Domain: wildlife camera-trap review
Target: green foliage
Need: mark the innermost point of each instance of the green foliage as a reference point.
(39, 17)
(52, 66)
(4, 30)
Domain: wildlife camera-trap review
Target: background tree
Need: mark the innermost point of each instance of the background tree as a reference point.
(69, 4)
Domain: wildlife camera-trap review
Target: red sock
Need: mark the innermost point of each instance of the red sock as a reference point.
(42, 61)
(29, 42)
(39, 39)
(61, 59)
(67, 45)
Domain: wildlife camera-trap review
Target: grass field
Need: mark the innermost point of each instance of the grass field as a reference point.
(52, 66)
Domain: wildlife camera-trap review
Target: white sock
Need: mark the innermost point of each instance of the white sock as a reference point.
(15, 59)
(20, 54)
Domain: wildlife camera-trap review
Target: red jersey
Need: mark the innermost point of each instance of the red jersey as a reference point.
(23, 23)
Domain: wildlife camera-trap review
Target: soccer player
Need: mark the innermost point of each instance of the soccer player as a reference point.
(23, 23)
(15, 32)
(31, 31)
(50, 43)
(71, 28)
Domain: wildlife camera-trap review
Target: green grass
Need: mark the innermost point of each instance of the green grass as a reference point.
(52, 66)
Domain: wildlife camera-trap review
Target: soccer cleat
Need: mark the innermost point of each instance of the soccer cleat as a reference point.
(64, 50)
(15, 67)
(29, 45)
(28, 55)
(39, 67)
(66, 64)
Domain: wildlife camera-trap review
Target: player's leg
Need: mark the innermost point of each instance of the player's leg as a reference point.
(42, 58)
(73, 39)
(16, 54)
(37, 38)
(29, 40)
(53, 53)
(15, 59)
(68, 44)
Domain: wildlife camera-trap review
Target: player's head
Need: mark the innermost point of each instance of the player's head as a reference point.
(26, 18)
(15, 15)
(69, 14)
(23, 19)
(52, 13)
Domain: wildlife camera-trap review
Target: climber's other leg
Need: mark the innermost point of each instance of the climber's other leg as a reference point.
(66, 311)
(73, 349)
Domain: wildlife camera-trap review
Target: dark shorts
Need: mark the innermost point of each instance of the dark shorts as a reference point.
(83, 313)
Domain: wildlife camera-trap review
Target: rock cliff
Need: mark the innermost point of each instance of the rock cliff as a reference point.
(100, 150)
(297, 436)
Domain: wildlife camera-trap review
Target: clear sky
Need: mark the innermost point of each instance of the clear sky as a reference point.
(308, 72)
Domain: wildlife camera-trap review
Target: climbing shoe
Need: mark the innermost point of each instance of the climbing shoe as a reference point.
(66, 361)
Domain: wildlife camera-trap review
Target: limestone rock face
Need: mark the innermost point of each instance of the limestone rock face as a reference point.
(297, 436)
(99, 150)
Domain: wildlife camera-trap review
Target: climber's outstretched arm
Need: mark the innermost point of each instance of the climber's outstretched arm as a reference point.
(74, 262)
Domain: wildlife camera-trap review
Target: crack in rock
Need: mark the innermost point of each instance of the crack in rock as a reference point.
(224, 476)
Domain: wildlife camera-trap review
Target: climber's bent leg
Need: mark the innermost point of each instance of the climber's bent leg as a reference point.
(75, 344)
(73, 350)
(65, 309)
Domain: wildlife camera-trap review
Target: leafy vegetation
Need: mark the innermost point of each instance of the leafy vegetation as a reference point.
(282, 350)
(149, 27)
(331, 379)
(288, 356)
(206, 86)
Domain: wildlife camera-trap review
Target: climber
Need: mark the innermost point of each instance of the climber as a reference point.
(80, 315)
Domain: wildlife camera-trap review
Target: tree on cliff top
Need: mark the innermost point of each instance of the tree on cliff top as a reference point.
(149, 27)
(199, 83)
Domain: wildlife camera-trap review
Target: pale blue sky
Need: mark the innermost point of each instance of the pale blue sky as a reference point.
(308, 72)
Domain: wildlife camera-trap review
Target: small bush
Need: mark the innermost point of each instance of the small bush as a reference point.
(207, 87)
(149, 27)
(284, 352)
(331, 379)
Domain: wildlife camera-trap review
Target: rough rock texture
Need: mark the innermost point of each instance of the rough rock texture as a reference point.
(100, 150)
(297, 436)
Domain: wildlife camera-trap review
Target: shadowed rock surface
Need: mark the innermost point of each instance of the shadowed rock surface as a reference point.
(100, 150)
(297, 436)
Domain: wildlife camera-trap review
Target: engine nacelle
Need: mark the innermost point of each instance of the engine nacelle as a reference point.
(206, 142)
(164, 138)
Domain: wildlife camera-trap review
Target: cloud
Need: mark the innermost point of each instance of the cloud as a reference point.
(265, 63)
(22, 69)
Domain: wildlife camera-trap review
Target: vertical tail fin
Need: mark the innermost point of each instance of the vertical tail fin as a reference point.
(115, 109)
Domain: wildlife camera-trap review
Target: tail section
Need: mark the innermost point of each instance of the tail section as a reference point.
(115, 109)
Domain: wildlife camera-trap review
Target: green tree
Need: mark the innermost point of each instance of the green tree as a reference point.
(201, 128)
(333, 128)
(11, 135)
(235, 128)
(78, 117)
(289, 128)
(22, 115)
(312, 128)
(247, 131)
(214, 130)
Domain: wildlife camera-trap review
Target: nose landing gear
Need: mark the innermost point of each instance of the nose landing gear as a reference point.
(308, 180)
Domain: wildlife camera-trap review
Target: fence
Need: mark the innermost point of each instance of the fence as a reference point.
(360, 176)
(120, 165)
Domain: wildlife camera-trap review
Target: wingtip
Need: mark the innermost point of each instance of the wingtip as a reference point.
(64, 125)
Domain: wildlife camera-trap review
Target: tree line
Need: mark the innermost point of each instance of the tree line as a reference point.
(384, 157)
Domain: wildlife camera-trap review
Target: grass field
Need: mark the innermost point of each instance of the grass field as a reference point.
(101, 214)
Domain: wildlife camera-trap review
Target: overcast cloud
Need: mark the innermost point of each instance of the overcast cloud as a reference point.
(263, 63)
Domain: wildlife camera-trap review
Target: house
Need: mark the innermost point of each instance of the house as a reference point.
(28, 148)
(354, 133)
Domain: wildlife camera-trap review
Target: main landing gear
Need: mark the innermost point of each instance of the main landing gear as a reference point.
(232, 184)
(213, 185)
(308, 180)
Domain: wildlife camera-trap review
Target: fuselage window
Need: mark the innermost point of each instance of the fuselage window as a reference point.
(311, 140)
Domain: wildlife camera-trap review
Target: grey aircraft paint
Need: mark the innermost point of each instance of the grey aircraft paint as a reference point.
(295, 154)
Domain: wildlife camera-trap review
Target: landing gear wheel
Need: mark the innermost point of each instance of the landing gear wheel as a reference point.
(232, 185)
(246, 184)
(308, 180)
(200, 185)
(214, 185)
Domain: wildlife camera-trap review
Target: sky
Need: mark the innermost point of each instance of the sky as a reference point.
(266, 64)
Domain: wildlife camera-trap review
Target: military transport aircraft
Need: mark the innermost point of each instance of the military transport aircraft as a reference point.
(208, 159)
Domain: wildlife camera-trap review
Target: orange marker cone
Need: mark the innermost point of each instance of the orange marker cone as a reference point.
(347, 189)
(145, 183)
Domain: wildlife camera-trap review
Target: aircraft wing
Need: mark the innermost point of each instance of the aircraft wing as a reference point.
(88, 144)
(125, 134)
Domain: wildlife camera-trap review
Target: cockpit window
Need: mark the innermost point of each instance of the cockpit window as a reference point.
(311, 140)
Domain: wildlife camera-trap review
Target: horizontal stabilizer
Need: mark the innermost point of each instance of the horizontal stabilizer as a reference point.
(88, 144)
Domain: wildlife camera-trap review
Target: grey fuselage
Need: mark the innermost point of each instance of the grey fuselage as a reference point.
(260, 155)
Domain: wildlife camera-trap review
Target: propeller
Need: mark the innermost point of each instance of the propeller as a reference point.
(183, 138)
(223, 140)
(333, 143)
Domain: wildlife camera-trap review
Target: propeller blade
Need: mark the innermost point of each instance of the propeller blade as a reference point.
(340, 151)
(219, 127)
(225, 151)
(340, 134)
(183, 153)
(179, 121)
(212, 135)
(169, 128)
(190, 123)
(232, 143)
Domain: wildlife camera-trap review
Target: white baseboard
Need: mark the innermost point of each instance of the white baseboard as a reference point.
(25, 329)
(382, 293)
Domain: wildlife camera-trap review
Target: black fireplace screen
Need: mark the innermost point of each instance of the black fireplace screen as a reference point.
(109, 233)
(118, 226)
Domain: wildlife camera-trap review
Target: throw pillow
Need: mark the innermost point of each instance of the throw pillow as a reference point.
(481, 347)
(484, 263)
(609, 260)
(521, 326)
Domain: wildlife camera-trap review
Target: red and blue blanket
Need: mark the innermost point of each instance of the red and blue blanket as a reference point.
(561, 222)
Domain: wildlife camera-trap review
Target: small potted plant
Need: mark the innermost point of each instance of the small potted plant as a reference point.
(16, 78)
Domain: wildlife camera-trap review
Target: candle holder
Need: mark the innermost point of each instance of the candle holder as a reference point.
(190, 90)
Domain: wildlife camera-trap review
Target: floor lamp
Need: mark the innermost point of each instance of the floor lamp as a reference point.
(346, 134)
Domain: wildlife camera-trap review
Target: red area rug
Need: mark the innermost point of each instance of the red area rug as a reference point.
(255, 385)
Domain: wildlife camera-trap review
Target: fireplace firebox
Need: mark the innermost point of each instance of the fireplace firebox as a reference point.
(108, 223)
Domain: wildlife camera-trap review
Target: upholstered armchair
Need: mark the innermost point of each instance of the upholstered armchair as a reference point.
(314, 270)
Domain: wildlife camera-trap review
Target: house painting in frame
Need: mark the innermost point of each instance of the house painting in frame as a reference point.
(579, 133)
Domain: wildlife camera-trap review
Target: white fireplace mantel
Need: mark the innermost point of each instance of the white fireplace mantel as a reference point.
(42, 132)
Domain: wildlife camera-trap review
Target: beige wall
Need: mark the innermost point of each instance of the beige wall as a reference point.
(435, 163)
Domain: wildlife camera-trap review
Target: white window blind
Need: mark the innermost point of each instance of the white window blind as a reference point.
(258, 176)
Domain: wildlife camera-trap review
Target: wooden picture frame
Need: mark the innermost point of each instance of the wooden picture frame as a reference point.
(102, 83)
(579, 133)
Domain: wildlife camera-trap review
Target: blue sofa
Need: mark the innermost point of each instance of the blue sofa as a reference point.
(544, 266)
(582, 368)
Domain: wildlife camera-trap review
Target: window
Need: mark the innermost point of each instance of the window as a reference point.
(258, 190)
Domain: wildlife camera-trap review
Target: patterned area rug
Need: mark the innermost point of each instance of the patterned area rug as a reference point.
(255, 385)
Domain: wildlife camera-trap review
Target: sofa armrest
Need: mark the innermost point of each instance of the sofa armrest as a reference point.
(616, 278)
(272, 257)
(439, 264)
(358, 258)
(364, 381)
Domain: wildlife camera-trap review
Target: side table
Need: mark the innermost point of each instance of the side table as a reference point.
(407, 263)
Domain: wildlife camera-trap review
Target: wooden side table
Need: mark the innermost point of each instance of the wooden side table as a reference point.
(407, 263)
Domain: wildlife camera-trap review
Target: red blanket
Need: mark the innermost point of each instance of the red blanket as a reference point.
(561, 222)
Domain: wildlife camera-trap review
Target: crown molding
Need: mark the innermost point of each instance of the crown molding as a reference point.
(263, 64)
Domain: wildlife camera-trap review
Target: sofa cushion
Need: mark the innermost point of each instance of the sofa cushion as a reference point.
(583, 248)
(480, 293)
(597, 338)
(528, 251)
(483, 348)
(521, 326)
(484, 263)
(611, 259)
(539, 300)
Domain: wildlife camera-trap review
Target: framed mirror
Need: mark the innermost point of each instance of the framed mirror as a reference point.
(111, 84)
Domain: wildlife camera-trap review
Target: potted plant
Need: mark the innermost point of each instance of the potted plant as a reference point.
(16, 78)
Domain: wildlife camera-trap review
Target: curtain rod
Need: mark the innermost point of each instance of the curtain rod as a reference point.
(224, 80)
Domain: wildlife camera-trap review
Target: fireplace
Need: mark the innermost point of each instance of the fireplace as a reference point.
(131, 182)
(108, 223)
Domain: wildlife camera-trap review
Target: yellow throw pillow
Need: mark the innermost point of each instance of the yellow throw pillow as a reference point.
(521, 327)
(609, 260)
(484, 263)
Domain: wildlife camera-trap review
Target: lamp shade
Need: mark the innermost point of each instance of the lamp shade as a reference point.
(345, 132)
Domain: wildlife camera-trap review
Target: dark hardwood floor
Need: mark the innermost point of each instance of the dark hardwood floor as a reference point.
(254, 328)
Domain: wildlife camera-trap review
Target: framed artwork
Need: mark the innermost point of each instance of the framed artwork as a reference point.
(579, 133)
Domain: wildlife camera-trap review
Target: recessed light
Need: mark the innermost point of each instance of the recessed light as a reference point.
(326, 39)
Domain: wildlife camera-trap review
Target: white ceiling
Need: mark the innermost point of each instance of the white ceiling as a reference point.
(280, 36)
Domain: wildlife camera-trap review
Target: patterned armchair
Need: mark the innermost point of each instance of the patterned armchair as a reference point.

====================

Exercise objective
Identify every line in the records above that contains the string "outstretched", and copy each such line in full. Matching is case-sensitive.

Exercise output
Target: climber's outstretched arm
Need: mark the innermost point of each instance of the climber's outstretched arm as a reference point.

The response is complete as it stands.